Give every line from the entries that contains "item".

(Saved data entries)
======
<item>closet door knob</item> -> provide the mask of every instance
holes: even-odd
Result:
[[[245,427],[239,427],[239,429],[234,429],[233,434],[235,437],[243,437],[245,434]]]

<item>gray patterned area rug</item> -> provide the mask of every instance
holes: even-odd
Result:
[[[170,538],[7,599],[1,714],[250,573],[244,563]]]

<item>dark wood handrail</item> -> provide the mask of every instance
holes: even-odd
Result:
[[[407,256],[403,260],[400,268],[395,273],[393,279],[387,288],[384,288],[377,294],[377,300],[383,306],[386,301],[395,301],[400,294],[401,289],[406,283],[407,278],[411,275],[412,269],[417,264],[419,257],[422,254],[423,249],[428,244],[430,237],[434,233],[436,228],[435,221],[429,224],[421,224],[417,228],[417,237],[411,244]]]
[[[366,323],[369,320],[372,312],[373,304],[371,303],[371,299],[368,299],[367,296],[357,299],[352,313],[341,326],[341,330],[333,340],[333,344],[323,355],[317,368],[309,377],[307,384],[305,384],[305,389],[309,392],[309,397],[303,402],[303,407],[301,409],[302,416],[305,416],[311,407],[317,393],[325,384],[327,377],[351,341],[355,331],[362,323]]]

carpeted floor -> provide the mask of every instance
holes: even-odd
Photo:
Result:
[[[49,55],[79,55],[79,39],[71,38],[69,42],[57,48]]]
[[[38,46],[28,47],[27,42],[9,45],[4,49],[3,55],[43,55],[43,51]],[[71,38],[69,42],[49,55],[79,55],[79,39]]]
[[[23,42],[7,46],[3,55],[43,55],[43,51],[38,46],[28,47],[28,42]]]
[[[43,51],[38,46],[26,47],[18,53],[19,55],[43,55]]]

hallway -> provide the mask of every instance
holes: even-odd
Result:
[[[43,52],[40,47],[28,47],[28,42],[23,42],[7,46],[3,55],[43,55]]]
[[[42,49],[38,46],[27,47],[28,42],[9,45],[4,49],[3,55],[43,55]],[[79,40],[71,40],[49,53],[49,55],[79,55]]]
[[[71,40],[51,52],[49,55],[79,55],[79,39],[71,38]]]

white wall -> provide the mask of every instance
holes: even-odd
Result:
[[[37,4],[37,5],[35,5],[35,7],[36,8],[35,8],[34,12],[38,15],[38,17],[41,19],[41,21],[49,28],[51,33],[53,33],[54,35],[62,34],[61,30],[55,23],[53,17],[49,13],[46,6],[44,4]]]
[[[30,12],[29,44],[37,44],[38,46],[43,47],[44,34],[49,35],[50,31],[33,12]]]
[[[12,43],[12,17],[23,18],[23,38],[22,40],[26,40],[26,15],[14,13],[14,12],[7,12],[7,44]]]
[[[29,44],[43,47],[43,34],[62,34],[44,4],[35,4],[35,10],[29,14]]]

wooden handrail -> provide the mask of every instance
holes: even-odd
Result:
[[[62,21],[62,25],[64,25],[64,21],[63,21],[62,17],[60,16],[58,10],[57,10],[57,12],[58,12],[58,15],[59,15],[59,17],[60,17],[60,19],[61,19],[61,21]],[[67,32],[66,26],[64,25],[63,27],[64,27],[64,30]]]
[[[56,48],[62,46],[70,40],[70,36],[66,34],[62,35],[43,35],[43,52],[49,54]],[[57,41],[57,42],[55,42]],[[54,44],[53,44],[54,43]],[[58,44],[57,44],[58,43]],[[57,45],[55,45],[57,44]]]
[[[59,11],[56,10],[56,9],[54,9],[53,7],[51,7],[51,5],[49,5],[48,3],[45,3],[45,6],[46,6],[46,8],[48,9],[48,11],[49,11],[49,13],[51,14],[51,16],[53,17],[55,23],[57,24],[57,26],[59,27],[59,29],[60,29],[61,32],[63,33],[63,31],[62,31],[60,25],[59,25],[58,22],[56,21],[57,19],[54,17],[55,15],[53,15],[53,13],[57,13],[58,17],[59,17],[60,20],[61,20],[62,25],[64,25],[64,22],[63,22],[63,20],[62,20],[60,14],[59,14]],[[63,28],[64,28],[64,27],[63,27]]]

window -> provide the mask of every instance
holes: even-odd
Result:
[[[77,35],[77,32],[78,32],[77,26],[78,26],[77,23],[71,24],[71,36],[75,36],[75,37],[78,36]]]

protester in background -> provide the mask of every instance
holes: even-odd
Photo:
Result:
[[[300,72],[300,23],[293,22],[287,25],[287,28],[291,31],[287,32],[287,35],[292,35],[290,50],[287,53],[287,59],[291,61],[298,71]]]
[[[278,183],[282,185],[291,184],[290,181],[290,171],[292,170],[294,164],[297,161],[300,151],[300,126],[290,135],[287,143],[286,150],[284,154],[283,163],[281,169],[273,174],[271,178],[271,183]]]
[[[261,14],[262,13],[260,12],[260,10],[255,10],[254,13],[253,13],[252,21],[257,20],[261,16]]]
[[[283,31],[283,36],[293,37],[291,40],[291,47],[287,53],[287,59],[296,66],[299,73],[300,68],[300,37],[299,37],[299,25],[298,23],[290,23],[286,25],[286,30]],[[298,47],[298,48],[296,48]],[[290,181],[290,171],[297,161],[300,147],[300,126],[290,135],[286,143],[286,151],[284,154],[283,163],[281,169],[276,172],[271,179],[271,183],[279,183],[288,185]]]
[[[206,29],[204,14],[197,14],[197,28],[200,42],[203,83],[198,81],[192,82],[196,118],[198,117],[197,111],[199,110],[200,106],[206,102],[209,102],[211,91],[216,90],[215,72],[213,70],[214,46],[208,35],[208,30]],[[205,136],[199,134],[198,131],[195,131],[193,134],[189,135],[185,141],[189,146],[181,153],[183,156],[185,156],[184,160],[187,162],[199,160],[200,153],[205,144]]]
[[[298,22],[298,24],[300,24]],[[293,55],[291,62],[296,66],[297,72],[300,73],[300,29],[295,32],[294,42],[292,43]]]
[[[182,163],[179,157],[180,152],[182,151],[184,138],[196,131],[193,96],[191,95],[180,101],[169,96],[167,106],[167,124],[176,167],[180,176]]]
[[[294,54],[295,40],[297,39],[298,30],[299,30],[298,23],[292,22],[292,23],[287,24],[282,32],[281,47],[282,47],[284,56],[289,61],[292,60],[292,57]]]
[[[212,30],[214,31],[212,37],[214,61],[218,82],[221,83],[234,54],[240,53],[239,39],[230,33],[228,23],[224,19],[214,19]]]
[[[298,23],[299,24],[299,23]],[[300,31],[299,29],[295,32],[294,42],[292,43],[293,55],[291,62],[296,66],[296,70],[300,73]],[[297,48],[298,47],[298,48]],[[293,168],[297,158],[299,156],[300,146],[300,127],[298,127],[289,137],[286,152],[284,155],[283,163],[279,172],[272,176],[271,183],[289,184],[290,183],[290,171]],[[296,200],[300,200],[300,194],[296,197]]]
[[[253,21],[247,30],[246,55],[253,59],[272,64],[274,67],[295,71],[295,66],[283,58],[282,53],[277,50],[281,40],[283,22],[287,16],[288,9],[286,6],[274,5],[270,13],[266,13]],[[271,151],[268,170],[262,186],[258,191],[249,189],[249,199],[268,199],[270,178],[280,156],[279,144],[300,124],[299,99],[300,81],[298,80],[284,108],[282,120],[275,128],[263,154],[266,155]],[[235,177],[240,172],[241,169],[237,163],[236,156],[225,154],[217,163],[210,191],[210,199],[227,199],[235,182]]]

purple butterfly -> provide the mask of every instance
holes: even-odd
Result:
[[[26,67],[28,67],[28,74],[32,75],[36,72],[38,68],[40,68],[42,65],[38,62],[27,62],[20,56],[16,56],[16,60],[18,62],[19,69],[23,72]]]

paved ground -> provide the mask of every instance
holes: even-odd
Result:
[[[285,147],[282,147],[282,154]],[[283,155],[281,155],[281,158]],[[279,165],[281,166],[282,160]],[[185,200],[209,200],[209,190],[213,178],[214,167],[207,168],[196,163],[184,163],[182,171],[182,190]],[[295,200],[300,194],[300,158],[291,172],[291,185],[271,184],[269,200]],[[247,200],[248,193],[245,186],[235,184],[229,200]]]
======
Task answer>
<item>closet door knob</item> -> provide the mask of every instance
<item>gray patterned area rug</item> -> provide the mask of every instance
<item>dark wood handrail</item> -> provide the mask of every instance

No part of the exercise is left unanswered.